(Supplied passage)

↓

A radical group hijacks a passenger airplane. On board are high-ranking government officials and civilians from two countries. The terrorists’ demands in return for the release of the hostages are extreme. What’s more, there is only enough fuel in the tank to keep the plane air-bound for another two hours. The governments of the affected states are now under extreme time pressure to decide whether to negotiate with the terrorists, whether to try to meet the demands or whether to demonstrate resolve.
The consultations are being made more difficult by the mutual distrust of the two governments as well as by rivalries between departments and persons. The hijackers are in a separate room and are only communicating with the comrades “on the ground.” How do they deal with the pressure? The press report live and are constantly waiting for dramatic new turns of events to turn into dramatic headlines…
However, the basic question is: Should one enter negotiations with terrorists at all? That is the dilemma at the heart of this crisis situation, which has actually become more and more relevant in the face of the many kidnappings and executions of hostages in recent months.

↑

(Given instruction) Please update the part of the hijacking scenario that opens with "A radical group" and closes with "to demonstrate resolve." by changing "two hours" to "ninety minutes" wherever it occurs, then write out that part in full.

(Raw records)

↓

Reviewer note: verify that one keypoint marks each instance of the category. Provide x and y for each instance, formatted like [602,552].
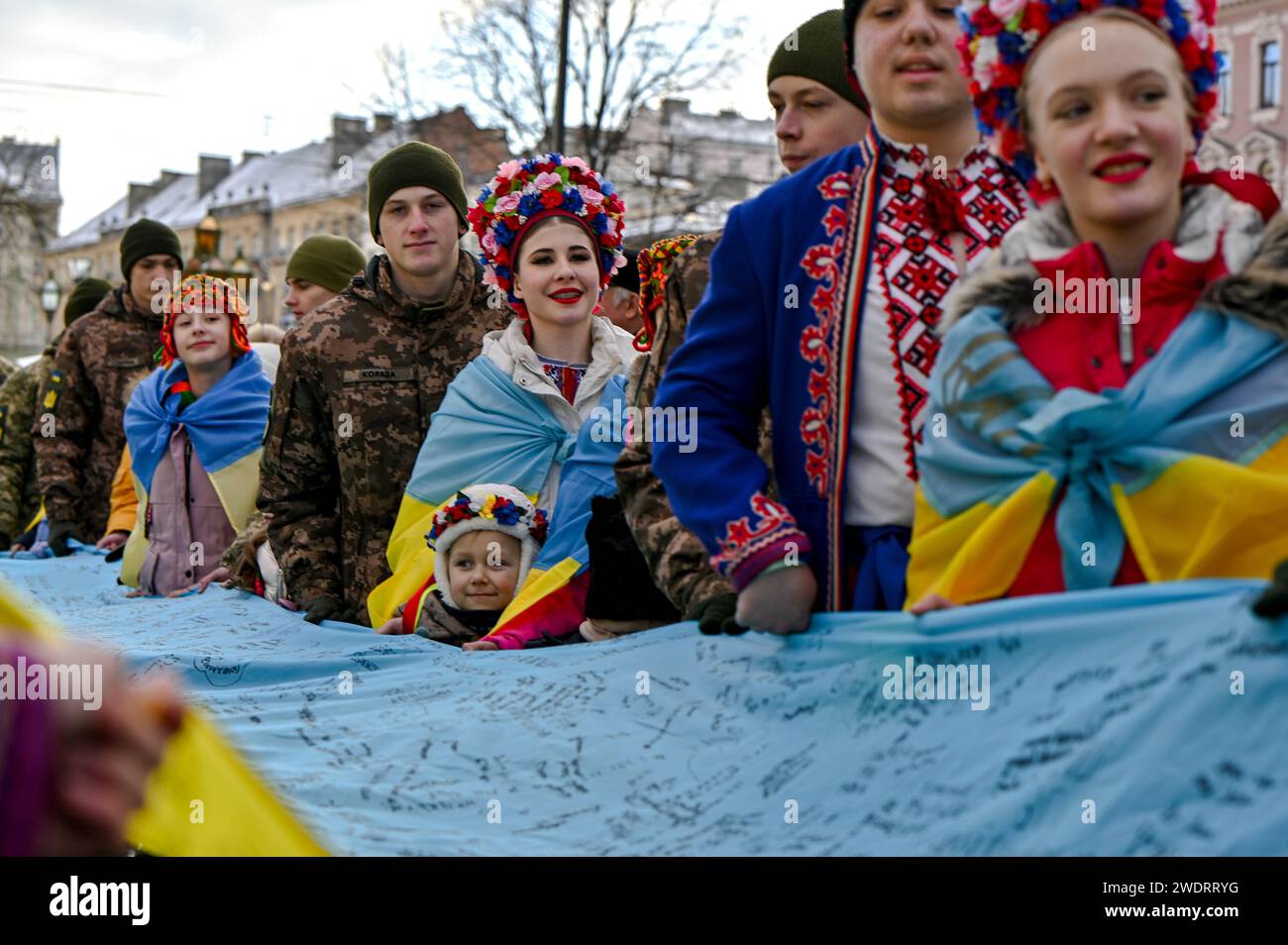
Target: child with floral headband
[552,231]
[1113,383]
[194,429]
[484,541]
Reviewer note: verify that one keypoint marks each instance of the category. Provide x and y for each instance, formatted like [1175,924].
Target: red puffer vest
[1095,352]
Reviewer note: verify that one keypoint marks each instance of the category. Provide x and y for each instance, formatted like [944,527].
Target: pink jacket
[185,527]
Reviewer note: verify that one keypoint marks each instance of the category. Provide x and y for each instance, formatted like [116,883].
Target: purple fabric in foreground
[26,766]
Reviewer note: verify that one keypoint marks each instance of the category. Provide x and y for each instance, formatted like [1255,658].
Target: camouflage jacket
[359,381]
[20,492]
[99,360]
[679,562]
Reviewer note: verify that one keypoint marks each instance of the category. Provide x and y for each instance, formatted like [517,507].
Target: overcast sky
[259,75]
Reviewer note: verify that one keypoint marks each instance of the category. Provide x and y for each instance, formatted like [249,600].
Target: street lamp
[50,297]
[78,267]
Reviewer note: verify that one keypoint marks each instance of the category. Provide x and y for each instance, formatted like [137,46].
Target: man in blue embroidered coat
[823,301]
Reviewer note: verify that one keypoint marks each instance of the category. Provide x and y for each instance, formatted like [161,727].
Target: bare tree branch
[622,52]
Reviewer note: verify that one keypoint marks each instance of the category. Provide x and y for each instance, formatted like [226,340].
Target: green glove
[58,535]
[323,609]
[1274,600]
[715,615]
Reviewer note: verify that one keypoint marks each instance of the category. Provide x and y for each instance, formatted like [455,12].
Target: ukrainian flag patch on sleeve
[53,390]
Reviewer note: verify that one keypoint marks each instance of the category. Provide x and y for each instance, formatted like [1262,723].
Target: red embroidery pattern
[917,265]
[742,540]
[822,264]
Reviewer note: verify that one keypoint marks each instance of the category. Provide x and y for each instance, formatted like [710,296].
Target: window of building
[1224,85]
[1270,73]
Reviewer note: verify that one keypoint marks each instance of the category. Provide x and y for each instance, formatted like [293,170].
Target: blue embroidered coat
[778,325]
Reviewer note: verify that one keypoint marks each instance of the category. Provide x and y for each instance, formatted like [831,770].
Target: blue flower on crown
[1010,47]
[506,511]
[529,205]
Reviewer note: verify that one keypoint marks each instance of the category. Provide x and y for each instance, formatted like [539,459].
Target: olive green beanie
[326,261]
[815,51]
[413,163]
[149,239]
[85,297]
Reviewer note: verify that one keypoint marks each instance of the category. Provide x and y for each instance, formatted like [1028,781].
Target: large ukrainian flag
[1186,464]
[197,765]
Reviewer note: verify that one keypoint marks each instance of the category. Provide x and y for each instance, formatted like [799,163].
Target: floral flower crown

↑

(Solution)
A radical group hijacks a passenger airplane. On board are high-ranking government officials and civilians from two countries. The terrorists’ demands in return for the release of the hostages are extreme. What’s more, there is only enough fuel in the tank to keep the plane air-bound for another ninety minutes. The governments of the affected states are now under extreme time pressure to decide whether to negotiate with the terrorists, whether to try to meet the demands or whether to demonstrate resolve.